>> start

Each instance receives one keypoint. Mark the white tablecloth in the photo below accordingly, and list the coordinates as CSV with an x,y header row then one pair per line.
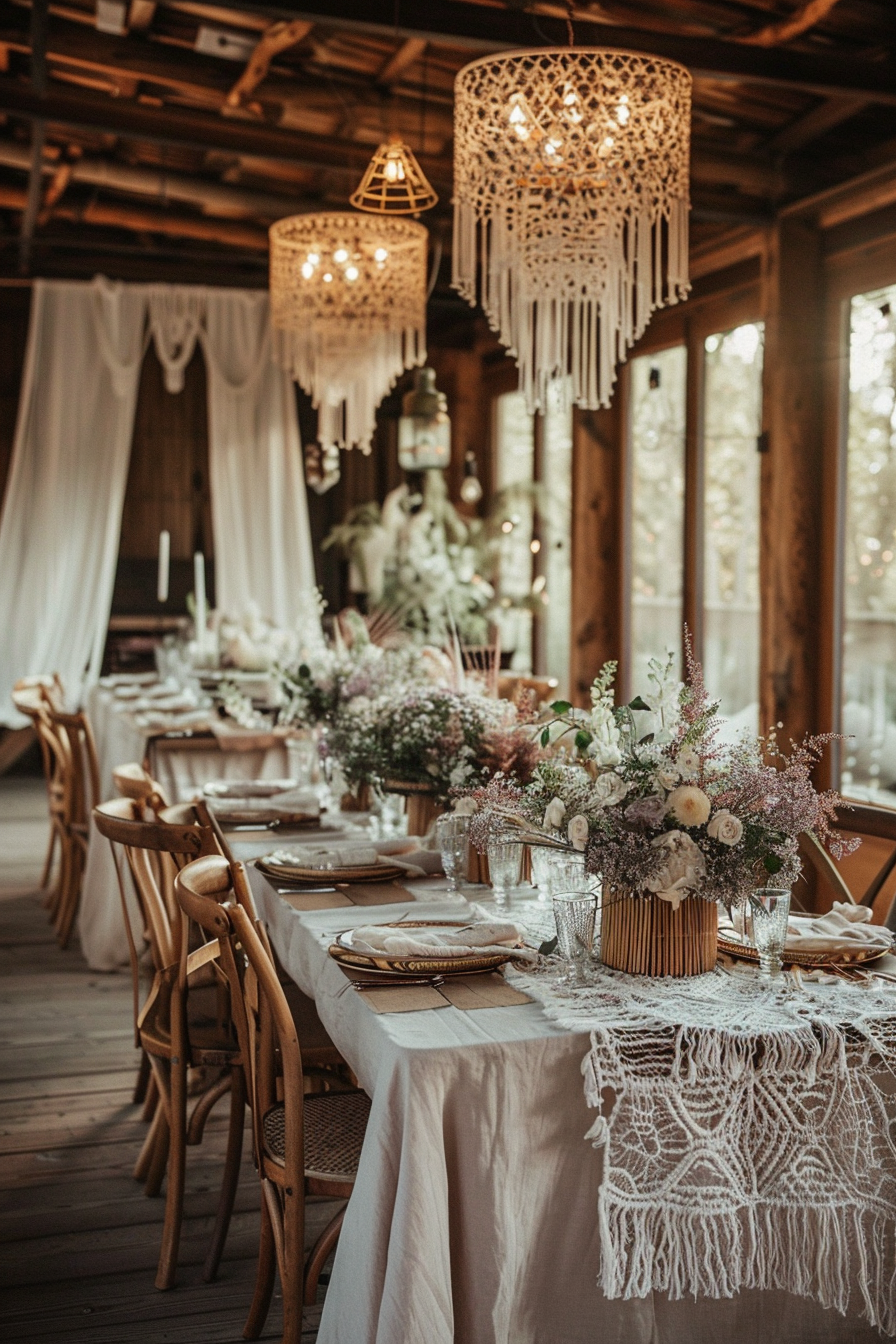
x,y
474,1214
182,770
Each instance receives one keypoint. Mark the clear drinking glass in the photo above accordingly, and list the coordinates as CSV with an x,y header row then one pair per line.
x,y
769,914
452,832
505,858
575,914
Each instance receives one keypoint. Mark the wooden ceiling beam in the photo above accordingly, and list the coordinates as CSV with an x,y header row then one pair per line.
x,y
813,124
278,38
484,28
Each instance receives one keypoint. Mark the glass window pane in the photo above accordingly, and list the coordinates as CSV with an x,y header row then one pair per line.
x,y
869,571
732,420
657,464
556,530
515,473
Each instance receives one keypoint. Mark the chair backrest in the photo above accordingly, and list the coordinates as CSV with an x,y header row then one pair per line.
x,y
208,894
133,781
82,768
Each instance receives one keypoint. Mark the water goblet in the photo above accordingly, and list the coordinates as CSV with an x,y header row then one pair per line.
x,y
769,914
575,914
505,858
452,832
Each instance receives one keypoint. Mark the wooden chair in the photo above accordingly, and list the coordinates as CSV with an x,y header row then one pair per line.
x,y
81,793
27,696
182,1023
304,1144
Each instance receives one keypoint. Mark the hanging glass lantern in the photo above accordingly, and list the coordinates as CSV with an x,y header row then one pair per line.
x,y
425,429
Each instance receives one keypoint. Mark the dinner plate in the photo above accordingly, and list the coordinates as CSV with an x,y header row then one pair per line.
x,y
353,872
391,967
247,788
791,957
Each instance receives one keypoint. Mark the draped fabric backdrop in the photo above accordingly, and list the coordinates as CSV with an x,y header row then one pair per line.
x,y
62,515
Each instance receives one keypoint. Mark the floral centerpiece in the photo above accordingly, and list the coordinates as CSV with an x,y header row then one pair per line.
x,y
668,815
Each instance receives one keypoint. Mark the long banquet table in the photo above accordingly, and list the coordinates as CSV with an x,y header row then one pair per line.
x,y
474,1216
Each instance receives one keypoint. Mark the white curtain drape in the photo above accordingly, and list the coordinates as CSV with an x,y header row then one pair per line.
x,y
259,510
62,514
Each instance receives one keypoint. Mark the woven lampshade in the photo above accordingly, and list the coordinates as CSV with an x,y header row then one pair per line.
x,y
571,186
394,183
348,311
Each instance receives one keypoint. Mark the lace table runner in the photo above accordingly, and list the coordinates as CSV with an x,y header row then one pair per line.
x,y
746,1129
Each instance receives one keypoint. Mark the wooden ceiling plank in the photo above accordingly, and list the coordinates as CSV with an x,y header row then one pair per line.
x,y
278,38
482,30
814,122
407,54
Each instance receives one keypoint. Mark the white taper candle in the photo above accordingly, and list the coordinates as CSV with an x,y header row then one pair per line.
x,y
164,563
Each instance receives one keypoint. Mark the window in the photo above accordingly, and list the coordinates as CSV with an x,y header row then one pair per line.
x,y
533,501
657,487
868,686
731,425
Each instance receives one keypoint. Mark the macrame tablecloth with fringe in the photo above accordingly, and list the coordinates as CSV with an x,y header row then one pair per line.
x,y
748,1133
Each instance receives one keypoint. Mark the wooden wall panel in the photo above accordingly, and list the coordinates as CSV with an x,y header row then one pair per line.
x,y
597,632
791,481
15,309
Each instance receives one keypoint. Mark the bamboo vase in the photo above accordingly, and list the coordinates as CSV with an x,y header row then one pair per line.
x,y
646,937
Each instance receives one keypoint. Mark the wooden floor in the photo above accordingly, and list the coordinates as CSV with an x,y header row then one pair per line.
x,y
78,1237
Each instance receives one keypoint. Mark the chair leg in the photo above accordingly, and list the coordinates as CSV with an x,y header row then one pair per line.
x,y
265,1276
316,1261
233,1161
204,1106
293,1260
176,1172
159,1157
144,1077
144,1161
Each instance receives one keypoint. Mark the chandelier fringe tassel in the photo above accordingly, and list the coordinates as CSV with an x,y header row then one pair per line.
x,y
571,207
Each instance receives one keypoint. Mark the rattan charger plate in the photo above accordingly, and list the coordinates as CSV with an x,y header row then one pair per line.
x,y
744,952
298,872
402,967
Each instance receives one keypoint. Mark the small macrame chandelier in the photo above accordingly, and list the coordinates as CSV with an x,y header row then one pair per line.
x,y
348,311
571,172
394,183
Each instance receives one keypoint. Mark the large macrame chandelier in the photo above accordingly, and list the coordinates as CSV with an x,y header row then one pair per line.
x,y
571,191
348,309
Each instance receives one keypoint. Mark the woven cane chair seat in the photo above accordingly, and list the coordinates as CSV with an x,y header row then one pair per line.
x,y
335,1125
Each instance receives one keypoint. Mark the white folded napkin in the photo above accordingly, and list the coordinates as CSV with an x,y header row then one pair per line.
x,y
497,937
845,928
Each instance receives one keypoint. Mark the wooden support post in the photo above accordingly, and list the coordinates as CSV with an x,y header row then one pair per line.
x,y
791,481
597,632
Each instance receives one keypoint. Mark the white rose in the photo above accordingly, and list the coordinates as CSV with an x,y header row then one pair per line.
x,y
666,777
689,805
554,813
726,827
683,870
688,764
578,831
610,789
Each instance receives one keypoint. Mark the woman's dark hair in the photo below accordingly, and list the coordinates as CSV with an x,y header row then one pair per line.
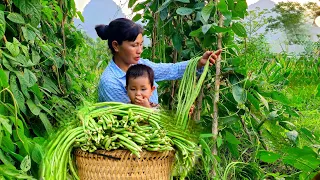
x,y
119,30
139,70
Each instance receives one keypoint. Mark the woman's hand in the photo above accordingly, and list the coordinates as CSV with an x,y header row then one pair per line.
x,y
205,57
142,101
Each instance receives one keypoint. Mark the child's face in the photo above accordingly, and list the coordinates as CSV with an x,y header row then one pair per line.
x,y
139,87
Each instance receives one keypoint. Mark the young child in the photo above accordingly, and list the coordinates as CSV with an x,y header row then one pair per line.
x,y
139,85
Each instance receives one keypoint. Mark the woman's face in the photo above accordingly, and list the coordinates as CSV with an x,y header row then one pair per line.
x,y
129,51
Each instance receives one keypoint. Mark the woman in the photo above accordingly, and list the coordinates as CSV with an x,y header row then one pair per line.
x,y
125,42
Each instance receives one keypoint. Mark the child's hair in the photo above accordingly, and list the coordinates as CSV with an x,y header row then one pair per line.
x,y
119,30
139,70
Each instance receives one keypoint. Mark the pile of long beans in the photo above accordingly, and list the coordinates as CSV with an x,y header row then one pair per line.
x,y
188,91
112,125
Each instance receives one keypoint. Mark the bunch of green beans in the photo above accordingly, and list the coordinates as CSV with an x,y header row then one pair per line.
x,y
188,91
112,125
118,126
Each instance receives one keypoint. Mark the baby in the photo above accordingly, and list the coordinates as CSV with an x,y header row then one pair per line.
x,y
139,85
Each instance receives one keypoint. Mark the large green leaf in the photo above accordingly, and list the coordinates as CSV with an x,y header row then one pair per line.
x,y
29,77
222,6
23,84
28,34
279,97
35,57
177,41
33,107
2,24
164,5
6,124
45,121
32,8
239,30
17,94
206,11
80,16
231,138
3,79
205,28
269,157
16,18
183,11
25,165
13,48
240,9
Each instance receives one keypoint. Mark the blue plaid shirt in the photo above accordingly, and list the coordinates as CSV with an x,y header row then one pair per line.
x,y
113,79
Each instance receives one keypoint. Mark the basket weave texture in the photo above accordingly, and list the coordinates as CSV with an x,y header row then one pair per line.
x,y
120,165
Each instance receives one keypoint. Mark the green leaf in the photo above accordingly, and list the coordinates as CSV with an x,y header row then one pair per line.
x,y
36,91
29,77
13,48
183,11
240,9
16,18
177,40
183,1
239,30
222,6
292,135
23,84
138,7
131,3
205,28
136,18
2,24
231,138
239,94
318,91
17,94
263,100
3,79
28,34
196,33
279,97
164,5
79,14
164,14
269,157
37,154
206,11
32,8
35,57
6,124
253,100
25,165
33,107
45,121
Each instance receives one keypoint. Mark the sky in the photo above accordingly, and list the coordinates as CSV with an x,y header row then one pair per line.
x,y
123,3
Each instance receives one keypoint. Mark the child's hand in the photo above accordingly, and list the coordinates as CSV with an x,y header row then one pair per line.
x,y
142,101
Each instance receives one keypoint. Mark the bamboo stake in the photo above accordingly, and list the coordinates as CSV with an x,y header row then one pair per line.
x,y
216,94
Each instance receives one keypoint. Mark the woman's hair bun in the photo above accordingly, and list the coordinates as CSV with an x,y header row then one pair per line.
x,y
102,31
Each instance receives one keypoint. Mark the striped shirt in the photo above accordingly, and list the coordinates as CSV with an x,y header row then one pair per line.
x,y
113,80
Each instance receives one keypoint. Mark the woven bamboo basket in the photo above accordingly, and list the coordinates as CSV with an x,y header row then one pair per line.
x,y
120,165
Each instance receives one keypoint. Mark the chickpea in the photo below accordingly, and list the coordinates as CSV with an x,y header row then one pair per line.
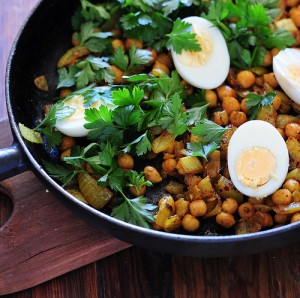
x,y
246,210
230,104
268,59
280,218
190,223
292,3
198,208
275,51
164,59
245,78
291,185
282,132
225,220
224,91
243,105
270,79
295,15
237,118
118,43
125,161
266,220
221,118
118,74
276,102
65,153
138,191
211,97
295,217
161,66
169,165
230,205
130,42
152,174
64,92
293,130
66,143
282,197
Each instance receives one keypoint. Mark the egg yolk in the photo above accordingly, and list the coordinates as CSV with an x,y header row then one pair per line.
x,y
294,73
195,59
255,166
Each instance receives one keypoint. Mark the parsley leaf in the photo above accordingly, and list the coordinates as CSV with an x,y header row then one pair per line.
x,y
200,149
181,38
135,211
255,101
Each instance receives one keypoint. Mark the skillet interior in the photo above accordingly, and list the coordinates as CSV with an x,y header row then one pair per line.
x,y
42,41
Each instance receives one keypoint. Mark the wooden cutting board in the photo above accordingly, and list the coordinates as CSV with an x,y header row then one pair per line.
x,y
43,239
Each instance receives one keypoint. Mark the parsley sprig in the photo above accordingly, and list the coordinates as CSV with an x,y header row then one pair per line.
x,y
136,211
251,35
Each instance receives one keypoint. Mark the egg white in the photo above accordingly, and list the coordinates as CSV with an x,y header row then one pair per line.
x,y
258,133
73,125
290,83
214,68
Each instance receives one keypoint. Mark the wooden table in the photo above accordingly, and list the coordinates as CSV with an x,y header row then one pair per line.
x,y
135,272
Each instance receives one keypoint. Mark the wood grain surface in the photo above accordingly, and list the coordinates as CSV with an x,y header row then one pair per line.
x,y
137,272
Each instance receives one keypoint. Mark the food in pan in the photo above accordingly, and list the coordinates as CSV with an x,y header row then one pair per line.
x,y
174,115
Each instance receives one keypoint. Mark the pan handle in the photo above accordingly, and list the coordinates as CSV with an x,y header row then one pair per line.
x,y
12,161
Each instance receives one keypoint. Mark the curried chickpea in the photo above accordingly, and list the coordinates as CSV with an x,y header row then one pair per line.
x,y
293,130
282,197
190,223
244,106
198,208
291,185
270,79
152,174
66,143
295,217
295,15
125,161
245,78
164,59
276,102
230,104
169,165
230,205
237,118
130,42
268,59
280,218
221,118
225,220
246,210
224,91
161,66
211,97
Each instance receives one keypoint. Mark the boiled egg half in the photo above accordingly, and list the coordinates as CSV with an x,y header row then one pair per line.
x,y
73,125
286,67
258,159
208,68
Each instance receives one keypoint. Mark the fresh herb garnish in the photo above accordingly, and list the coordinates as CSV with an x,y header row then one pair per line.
x,y
182,39
136,211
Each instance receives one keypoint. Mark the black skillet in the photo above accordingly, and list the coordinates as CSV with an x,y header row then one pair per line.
x,y
40,43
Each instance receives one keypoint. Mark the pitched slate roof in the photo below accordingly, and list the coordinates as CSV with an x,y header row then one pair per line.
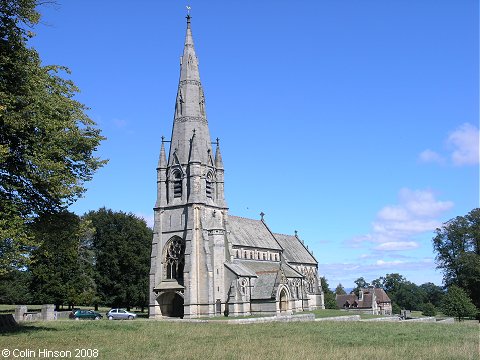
x,y
342,299
294,250
238,268
267,274
251,233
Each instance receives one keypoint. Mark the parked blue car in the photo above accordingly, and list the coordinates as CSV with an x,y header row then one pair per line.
x,y
120,314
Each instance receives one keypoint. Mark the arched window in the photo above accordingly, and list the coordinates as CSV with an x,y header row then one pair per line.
x,y
208,185
174,259
177,184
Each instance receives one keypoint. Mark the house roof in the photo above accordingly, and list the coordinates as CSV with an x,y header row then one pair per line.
x,y
381,296
250,233
294,250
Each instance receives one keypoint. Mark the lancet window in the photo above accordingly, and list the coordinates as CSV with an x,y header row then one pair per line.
x,y
177,184
209,186
174,259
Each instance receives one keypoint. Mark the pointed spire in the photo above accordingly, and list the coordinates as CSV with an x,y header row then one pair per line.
x,y
194,151
162,159
190,109
218,156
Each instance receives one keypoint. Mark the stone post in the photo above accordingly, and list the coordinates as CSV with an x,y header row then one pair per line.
x,y
19,311
48,312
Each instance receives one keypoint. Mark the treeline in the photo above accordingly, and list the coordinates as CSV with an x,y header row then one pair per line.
x,y
100,258
457,248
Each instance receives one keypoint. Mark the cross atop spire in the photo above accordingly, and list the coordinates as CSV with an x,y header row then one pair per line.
x,y
188,16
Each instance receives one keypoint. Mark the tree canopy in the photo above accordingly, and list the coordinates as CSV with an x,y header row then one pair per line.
x,y
457,303
47,141
457,244
122,244
63,265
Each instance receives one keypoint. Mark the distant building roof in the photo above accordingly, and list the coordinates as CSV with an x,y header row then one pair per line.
x,y
366,302
381,296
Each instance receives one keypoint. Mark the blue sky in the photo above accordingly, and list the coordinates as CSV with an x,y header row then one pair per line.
x,y
353,122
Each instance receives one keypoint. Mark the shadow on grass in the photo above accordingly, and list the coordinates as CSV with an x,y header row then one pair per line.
x,y
23,329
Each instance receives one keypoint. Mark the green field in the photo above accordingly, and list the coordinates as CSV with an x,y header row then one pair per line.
x,y
144,339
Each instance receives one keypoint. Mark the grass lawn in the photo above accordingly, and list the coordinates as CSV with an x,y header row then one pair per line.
x,y
144,339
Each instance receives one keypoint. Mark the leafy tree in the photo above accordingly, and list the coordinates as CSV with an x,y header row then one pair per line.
x,y
122,244
409,296
14,288
62,267
457,244
429,310
340,290
457,303
433,293
46,139
391,283
329,296
361,284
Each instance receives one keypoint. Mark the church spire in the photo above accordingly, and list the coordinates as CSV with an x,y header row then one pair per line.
x,y
218,156
190,112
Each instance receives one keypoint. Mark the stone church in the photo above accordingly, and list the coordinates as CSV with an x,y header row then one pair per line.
x,y
204,261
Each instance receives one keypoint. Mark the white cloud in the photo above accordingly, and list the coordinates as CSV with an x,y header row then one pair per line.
x,y
397,245
431,156
346,273
119,123
465,142
417,212
148,219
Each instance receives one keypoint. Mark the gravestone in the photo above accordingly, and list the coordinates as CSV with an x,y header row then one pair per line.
x,y
48,312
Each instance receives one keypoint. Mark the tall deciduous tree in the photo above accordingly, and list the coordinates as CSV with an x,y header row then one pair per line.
x,y
340,290
457,303
122,244
47,141
62,266
457,245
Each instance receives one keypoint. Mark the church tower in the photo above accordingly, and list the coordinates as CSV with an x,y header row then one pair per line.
x,y
189,242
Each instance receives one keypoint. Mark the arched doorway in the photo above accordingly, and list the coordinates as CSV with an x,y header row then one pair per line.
x,y
283,301
171,304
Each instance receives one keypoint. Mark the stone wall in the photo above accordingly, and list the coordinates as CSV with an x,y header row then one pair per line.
x,y
7,322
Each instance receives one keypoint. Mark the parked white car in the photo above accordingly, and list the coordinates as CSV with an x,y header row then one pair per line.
x,y
120,314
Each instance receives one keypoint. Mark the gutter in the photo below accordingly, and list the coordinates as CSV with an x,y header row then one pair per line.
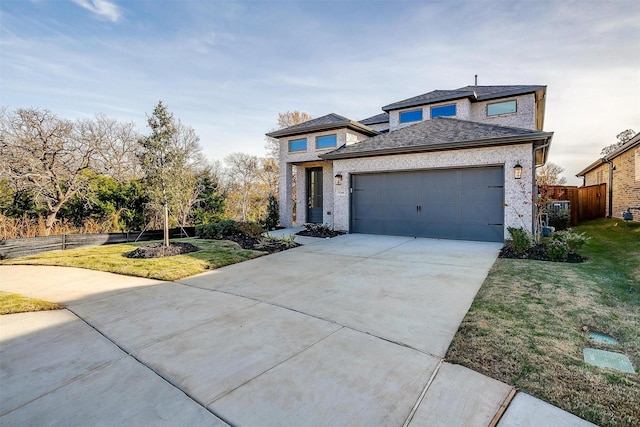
x,y
611,169
521,139
350,125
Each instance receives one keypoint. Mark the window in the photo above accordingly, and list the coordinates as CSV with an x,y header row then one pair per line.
x,y
298,145
411,116
443,111
498,108
326,141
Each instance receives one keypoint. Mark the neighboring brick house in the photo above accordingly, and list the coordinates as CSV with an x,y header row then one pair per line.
x,y
623,184
440,165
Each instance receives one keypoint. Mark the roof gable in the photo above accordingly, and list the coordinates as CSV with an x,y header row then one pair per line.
x,y
377,119
442,133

>> end

* **TO DO**: From the line containing "Each instance receives one keypoint. Mark the arched doorway" through the end of the entries, quote each line exactly and nothing else, excluding all pictures.

* **RESULT**:
Each instance receives one keypoint. Mark the arched doorway in the photo above accordingly, and list the coordinates as CSV with an x,y header row then one pair per line.
x,y
283,301
171,304
Each instance receives one keypoint. Mark the stone wall in the photo above accordingly, and list the coordinates as CSV with an x,y header row then one pair per line.
x,y
7,322
Each instance receives one keypoint. Mark the parked white car in the photo above accordingly, and list the coordinates as CSV with an x,y header row then one pair per line.
x,y
120,314
Each instance receives one keypoint. Mark the gutter in the photo below accordingly, and list the coordinates as CSV with an x,y header row then one pair per line.
x,y
611,169
521,139
350,125
Each instance receives one keypoint. Mark the window in the photo above accordingly, and list the coordinates as CSV with an x,y header row then one pair per line.
x,y
298,145
411,116
443,111
498,108
326,141
Each instance receives one keypoint. Mark the neighboring brick house in the photo above accordingly, and list the coordinates as CSV with an x,y header row then one pair per line.
x,y
623,184
440,165
Each instance receives one keypoint. Mark the roof gable in the photo above accordingly, and list the coordinates as CSV with an x,y header row then one pair per line.
x,y
377,119
442,133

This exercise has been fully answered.